● **Entries**
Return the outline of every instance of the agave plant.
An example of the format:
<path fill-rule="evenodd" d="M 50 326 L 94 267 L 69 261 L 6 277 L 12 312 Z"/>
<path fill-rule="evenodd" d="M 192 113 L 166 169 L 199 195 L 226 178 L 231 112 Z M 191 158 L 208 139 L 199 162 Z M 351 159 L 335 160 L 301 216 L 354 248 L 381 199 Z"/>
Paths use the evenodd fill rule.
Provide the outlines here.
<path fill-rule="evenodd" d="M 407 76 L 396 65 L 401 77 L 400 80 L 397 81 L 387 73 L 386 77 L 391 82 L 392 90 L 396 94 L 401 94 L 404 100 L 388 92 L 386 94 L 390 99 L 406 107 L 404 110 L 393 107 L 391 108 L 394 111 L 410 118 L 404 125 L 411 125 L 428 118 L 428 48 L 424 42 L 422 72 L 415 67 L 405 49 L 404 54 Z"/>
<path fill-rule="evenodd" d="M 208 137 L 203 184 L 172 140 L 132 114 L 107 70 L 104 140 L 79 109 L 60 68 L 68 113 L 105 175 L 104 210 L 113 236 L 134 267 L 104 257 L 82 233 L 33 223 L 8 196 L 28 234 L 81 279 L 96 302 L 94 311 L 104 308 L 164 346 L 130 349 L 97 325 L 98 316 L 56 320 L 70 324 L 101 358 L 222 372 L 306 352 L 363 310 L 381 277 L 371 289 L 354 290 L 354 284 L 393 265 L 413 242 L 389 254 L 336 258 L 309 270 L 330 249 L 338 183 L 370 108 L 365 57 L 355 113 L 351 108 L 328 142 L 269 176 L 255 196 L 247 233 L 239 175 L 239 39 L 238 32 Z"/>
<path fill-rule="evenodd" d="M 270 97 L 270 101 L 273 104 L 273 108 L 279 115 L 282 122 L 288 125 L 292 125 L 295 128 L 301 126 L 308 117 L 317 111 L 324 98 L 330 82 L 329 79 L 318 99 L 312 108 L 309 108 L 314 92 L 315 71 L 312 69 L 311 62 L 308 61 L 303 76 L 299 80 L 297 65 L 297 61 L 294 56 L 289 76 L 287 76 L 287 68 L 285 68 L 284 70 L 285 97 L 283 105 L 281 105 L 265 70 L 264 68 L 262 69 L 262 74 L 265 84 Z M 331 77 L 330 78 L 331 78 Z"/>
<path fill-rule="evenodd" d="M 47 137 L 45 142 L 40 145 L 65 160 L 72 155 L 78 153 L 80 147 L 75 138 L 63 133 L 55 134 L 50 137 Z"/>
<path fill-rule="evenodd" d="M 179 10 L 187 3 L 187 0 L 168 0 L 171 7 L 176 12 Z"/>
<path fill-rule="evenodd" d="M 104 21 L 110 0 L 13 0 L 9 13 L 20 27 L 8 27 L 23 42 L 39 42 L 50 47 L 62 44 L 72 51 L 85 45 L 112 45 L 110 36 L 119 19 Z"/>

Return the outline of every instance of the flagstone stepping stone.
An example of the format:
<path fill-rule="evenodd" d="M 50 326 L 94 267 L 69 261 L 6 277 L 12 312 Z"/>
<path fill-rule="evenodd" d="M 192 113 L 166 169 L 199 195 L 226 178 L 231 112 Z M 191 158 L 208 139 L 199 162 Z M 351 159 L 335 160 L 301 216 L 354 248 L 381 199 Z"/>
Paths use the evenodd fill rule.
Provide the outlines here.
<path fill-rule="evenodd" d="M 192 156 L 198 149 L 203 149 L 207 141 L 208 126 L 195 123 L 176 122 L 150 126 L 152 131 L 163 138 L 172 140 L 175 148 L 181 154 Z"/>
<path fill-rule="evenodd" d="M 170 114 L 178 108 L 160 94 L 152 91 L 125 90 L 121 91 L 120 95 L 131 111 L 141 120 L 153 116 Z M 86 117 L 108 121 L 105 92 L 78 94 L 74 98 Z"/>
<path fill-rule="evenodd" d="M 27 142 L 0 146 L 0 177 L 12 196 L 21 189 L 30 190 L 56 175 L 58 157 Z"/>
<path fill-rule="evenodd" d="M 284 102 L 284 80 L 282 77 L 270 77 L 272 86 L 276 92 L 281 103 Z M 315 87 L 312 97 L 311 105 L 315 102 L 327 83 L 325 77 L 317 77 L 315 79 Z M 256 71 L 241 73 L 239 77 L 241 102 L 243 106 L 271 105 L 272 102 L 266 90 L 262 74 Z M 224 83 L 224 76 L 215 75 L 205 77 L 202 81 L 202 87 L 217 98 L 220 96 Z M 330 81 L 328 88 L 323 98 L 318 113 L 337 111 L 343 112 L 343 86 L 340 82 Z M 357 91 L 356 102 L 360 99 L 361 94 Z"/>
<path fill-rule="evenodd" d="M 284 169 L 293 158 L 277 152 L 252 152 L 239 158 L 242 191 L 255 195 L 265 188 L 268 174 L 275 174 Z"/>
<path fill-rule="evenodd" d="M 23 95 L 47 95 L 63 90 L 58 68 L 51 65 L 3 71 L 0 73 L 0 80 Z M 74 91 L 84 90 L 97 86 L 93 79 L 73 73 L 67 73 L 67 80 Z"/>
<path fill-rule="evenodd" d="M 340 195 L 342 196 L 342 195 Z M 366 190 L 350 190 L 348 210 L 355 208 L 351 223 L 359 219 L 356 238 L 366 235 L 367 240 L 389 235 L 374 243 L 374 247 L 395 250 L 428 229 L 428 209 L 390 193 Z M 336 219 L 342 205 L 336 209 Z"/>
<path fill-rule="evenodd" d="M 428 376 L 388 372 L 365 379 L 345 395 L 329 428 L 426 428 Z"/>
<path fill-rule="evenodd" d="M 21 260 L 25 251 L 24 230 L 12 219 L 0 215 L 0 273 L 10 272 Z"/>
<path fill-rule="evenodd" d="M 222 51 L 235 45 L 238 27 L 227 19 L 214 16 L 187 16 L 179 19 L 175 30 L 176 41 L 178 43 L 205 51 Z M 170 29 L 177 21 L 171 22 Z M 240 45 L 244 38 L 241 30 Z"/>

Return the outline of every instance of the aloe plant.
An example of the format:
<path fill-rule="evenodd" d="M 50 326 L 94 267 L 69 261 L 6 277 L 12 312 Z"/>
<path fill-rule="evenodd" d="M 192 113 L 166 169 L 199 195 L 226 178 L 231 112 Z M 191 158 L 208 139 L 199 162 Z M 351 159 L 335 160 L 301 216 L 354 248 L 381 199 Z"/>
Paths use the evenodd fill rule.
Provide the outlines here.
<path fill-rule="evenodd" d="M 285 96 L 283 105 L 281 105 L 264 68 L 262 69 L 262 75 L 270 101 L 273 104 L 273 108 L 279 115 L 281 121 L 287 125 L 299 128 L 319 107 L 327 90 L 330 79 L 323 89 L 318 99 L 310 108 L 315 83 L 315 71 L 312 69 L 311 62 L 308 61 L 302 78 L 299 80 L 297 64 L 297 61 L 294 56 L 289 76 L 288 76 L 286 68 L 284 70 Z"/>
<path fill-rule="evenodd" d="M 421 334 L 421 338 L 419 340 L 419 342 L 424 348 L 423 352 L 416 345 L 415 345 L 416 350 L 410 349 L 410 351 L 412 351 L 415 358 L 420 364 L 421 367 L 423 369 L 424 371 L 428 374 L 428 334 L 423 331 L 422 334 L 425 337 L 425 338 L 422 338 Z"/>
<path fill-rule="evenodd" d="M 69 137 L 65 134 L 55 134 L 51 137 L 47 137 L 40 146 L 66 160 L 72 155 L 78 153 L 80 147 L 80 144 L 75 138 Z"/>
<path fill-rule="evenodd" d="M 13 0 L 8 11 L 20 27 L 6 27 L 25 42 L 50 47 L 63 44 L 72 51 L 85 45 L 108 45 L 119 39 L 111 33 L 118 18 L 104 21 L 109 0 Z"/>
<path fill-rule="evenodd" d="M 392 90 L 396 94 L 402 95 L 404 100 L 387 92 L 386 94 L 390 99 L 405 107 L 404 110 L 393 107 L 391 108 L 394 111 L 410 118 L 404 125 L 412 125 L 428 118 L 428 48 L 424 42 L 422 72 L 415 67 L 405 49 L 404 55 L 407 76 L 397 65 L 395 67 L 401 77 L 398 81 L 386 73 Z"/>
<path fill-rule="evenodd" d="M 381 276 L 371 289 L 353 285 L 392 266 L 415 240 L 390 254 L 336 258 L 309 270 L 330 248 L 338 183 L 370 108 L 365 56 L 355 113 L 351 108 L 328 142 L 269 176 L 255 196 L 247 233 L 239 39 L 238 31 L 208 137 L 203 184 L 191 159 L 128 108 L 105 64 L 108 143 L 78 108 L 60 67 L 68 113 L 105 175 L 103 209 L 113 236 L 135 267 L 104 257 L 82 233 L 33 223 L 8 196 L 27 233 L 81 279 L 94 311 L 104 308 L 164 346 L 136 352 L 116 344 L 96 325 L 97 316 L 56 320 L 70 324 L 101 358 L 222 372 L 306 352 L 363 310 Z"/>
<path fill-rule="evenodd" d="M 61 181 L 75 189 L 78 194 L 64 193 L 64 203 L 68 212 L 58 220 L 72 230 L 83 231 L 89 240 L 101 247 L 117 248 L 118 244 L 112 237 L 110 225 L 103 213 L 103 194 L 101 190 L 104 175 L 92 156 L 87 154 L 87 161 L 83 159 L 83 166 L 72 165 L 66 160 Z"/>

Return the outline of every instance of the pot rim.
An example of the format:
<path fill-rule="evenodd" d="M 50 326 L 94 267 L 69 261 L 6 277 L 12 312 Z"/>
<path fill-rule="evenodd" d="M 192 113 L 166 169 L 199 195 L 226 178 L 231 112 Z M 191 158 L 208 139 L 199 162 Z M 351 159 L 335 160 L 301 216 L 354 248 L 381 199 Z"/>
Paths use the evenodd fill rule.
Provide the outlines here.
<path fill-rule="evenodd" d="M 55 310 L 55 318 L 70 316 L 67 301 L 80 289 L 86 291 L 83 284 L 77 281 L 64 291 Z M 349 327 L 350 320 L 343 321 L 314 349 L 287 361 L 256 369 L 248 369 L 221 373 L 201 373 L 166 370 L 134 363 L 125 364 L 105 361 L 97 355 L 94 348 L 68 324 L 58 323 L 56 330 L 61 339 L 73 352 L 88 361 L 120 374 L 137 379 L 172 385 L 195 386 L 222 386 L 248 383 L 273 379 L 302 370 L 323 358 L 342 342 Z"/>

● **Prompt**
Copy every line from the start of the material through the line that contains "407 76 L 396", and increase each coordinate in the outlines given as answers by 66. Leave all other lines unchanged.

● **Worked solution**
Return the outline of every instance of the agave plant.
An example of the format:
<path fill-rule="evenodd" d="M 50 326 L 94 267 L 69 261 L 6 277 L 12 312 Z"/>
<path fill-rule="evenodd" d="M 192 113 L 166 169 L 199 195 L 226 178 L 231 112 Z M 191 158 L 208 139 L 199 162 Z M 351 159 L 335 160 L 301 216 L 354 248 L 381 199 Z"/>
Paths use the evenodd fill rule.
Provide the outlines here.
<path fill-rule="evenodd" d="M 473 142 L 462 131 L 467 143 L 466 146 L 463 147 L 453 139 L 452 143 L 457 148 L 458 156 L 462 160 L 467 160 L 470 166 L 454 158 L 452 160 L 456 165 L 472 173 L 470 176 L 459 173 L 457 174 L 460 177 L 476 184 L 470 191 L 477 191 L 494 184 L 494 114 L 490 108 L 488 138 L 481 133 L 471 115 L 470 120 Z"/>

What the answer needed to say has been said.